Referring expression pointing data
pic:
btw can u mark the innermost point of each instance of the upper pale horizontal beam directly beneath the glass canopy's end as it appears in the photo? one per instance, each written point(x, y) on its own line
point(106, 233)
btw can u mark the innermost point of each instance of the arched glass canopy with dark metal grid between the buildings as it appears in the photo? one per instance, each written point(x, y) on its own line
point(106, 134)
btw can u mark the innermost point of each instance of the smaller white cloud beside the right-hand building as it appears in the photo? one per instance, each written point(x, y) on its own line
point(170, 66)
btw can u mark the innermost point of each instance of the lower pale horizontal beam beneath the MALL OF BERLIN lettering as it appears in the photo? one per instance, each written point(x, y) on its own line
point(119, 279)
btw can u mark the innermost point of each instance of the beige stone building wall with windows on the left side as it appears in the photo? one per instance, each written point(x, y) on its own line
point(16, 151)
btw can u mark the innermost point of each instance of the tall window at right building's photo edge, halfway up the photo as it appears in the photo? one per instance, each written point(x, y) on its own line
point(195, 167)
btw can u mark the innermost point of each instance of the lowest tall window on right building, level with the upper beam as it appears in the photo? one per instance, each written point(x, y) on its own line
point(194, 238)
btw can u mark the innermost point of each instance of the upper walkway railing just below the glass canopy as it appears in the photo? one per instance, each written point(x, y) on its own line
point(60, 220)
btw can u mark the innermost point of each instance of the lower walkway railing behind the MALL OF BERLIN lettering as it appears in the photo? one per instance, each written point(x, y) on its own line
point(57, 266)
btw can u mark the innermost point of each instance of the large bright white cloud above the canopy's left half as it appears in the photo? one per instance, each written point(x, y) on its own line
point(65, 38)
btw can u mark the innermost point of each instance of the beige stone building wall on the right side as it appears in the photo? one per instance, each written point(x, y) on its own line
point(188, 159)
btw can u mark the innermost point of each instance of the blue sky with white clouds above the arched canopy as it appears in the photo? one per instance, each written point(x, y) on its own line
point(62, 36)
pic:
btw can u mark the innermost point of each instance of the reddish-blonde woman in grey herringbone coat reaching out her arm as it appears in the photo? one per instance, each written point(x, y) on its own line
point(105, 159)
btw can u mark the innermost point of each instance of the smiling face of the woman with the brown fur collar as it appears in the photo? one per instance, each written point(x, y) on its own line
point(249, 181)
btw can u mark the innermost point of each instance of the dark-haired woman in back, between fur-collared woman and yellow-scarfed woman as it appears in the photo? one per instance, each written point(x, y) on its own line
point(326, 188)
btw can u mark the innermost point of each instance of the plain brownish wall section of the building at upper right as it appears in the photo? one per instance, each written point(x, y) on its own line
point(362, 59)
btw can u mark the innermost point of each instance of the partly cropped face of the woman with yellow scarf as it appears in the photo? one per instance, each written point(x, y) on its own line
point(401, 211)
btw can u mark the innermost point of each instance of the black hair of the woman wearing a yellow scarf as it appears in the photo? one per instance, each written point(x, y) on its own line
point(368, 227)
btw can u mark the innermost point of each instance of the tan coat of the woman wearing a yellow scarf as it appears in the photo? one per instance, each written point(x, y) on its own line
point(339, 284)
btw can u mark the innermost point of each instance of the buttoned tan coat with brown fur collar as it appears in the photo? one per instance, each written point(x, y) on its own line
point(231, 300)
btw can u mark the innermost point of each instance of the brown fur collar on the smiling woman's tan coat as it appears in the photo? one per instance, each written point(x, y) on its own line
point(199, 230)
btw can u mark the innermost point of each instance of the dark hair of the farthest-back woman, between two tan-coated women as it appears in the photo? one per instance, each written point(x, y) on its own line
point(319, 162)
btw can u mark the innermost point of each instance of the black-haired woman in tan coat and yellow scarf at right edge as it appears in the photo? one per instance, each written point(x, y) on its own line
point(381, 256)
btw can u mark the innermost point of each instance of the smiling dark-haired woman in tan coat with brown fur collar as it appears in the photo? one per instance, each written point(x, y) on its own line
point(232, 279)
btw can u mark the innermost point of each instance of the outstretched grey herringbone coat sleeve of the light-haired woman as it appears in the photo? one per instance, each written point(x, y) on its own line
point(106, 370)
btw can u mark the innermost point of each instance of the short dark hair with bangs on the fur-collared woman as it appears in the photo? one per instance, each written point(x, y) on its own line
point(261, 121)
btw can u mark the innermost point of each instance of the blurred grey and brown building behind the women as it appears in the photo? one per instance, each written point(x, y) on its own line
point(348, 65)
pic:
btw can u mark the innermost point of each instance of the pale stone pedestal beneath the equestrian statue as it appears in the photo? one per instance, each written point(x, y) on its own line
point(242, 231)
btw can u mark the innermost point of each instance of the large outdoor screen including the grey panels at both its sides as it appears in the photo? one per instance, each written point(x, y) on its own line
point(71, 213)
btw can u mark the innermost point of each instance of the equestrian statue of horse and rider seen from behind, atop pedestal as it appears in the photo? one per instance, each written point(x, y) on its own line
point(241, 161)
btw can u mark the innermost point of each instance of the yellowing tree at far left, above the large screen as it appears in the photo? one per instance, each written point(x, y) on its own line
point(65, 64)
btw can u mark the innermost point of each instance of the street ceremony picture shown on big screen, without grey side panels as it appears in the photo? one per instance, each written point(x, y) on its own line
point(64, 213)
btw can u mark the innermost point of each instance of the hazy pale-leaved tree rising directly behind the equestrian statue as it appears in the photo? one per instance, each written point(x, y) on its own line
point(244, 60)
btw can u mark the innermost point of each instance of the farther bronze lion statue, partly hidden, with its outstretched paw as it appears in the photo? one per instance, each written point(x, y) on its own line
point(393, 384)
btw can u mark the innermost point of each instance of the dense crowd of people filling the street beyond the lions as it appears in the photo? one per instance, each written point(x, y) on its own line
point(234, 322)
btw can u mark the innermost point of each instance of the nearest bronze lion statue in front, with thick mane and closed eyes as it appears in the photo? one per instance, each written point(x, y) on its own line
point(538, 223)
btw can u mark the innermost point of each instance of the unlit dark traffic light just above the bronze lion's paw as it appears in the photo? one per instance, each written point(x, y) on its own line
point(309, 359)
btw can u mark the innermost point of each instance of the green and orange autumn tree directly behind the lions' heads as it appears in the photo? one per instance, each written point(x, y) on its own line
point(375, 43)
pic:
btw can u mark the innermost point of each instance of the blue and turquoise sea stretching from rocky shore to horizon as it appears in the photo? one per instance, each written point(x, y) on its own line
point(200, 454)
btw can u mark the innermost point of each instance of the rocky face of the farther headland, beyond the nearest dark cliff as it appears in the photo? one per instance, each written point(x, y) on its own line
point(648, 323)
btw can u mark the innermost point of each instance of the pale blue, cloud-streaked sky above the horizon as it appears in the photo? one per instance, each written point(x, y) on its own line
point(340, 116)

▶ [Work required] The full set of entries must be transcribed exactly.

▶ [Expected output]
pic:
btw can u mark the innermost point of each instance of the upper pale horizontal beam directly beneath the glass canopy's end as it appears in the photo? one per instance, each written point(x, y) on its own line
point(106, 233)
btw can u mark the innermost point of each instance of the arched glass canopy with dark metal grid between the buildings as it appears in the photo? one per instance, each written point(x, y) on its own line
point(106, 134)
btw can u mark the innermost point of each instance of the smaller white cloud beside the right-hand building as it appears in the photo? one per instance, each written point(x, y) on its own line
point(170, 66)
btw can u mark the innermost point of each instance of the lower pale horizontal beam beneath the MALL OF BERLIN lettering as it appears in the photo? one per instance, each written point(x, y) on its own line
point(119, 279)
btw can u mark the innermost point of each instance of the beige stone building wall with windows on the left side as it appears in the photo? one per instance, each written point(x, y) on its own line
point(16, 151)
btw can u mark the innermost point of each instance of the tall window at right building's photo edge, halfway up the photo as it appears in the photo? one per instance, each written point(x, y) on its own line
point(195, 167)
btw can u mark the innermost point of each instance of the lowest tall window on right building, level with the upper beam as it appears in the photo? one per instance, each written point(x, y) on its own line
point(194, 238)
btw can u mark the innermost point of each instance of the upper walkway railing just below the glass canopy as it appears in the photo? one per instance, each written point(x, y) on its own line
point(60, 220)
btw can u mark the innermost point of each instance of the lower walkway railing behind the MALL OF BERLIN lettering as it appears in the photo? one per instance, each written point(x, y) on its own line
point(57, 266)
btw can u mark the innermost point of each instance of the large bright white cloud above the canopy's left half as it appears in the photo? one per instance, each written point(x, y) on its own line
point(65, 38)
btw can u mark the innermost point of each instance of the beige stone building wall on the right side as it appears in the photo? one per instance, each written point(x, y) on its own line
point(188, 159)
btw can u mark the innermost point of each instance of the blue sky with white clouds above the arched canopy as it appears in the photo? one per instance, each written point(x, y) on its own line
point(62, 36)
pic:
btw can u mark the innermost point of each instance of the reddish-blonde woman in grey herringbone coat reaching out her arm as it appears in the photo? one per instance, each written point(x, y) on its own line
point(105, 159)
btw can u mark the innermost point of each instance of the smiling face of the woman with the brown fur collar as it appears in the photo? one per instance, each written point(x, y) on its own line
point(249, 181)
btw can u mark the innermost point of each instance of the dark-haired woman in back, between fur-collared woman and yellow-scarfed woman as it appears in the photo? one per instance, each written point(x, y) on its own line
point(326, 188)
btw can u mark the innermost point of each instance of the plain brownish wall section of the building at upper right as it appears in the photo? one per instance, each written point(x, y) on its own line
point(362, 59)
btw can u mark the innermost point of each instance of the partly cropped face of the woman with yellow scarf as it appears in the photo? one per instance, each written point(x, y) on its own line
point(401, 211)
btw can u mark the innermost point of each instance of the black hair of the woman wearing a yellow scarf as it appears in the photo? one per instance, each written point(x, y) on its own line
point(368, 227)
btw can u mark the innermost point of each instance of the tan coat of the woman wearing a yellow scarf as it appears in the photo? one per instance, each written point(x, y) on its own line
point(339, 284)
btw can u mark the innermost point of each instance of the buttoned tan coat with brown fur collar as it appears in the photo? one per instance, each written point(x, y) on its own line
point(231, 300)
btw can u mark the innermost point of each instance of the brown fur collar on the smiling woman's tan coat as it appears in the photo? one per instance, each written point(x, y) on its own line
point(199, 230)
btw can u mark the innermost point of each instance of the dark hair of the farthest-back woman, between two tan-coated women as it appears in the photo? one per instance, each written point(x, y) on its own line
point(319, 162)
btw can u mark the innermost point of each instance of the black-haired woman in tan coat and yellow scarf at right edge as it appears in the photo? one per instance, each written point(x, y) on its own line
point(381, 256)
btw can u mark the innermost point of each instance of the smiling dark-haired woman in tan coat with brown fur collar as it appears in the photo? one per instance, each written point(x, y) on its own line
point(232, 279)
btw can u mark the innermost point of each instance of the outstretched grey herringbone coat sleeve of the light-haired woman as it appears in the photo? one per instance, each written point(x, y) on its own line
point(106, 370)
btw can u mark the innermost point of each instance of the short dark hair with bangs on the fur-collared woman as it appears in the photo? one per instance, each written point(x, y) on its own line
point(261, 121)
btw can u mark the innermost point of each instance of the blurred grey and brown building behind the women as it appears in the photo? one per instance, each written point(x, y) on its own line
point(348, 65)
pic:
btw can u mark the innermost point of each instance of the pale stone pedestal beneath the equestrian statue as it appears in the photo? one per instance, each written point(x, y) on its own line
point(242, 231)
btw can u mark the innermost point of each instance of the large outdoor screen including the grey panels at both its sides as it appears in the photo? one per instance, each written point(x, y) on its own line
point(71, 213)
btw can u mark the innermost point of each instance of the equestrian statue of horse and rider seen from behind, atop pedestal as it appears in the photo? one per instance, each written point(x, y) on its own line
point(241, 161)
btw can u mark the innermost point of each instance of the yellowing tree at far left, above the large screen as it appears in the photo? one per instance, each written point(x, y) on its own line
point(65, 64)
btw can u mark the innermost point of each instance of the street ceremony picture shown on big screen, without grey side panels as it appears in the photo? one per instance, each written point(x, y) on its own line
point(64, 213)
btw can u mark the innermost point of each instance of the hazy pale-leaved tree rising directly behind the equestrian statue as it appears in the photo? one per instance, each written point(x, y) on its own line
point(244, 60)
btw can u mark the innermost point of each instance of the farther bronze lion statue, partly hidden, with its outstretched paw as it appears in the photo? one per instance, each written point(x, y) on its own line
point(393, 384)
btw can u mark the innermost point of each instance of the dense crowd of people filling the street beyond the lions as it appears in the photo? one per instance, each written point(x, y) on its own line
point(234, 322)
btw can u mark the innermost point of each instance of the nearest bronze lion statue in front, with thick mane and closed eyes as it appears in the photo? one per instance, each written point(x, y) on its own line
point(538, 223)
btw can u mark the innermost point of each instance of the unlit dark traffic light just above the bronze lion's paw as it appears in the photo? one per instance, each written point(x, y) on its own line
point(309, 359)
btw can u mark the innermost point of each instance of the green and orange autumn tree directly behind the lions' heads as it appears in the photo? one per instance, each written point(x, y) on its own line
point(375, 43)
pic:
btw can u mark the innermost point of each instance of the blue and turquoise sea stretching from rocky shore to horizon as it appears in the photo? one per instance, each written point(x, y) on its own line
point(200, 454)
btw can u mark the innermost point of each instance of the rocky face of the farther headland, beyond the nearest dark cliff as it appears in the photo? one per instance, each written point(x, y) on its own line
point(648, 323)
btw can u mark the innermost point of each instance of the pale blue, cloud-streaked sky above the horizon as it appears in the photo? one per instance, each written point(x, y) on its own line
point(340, 116)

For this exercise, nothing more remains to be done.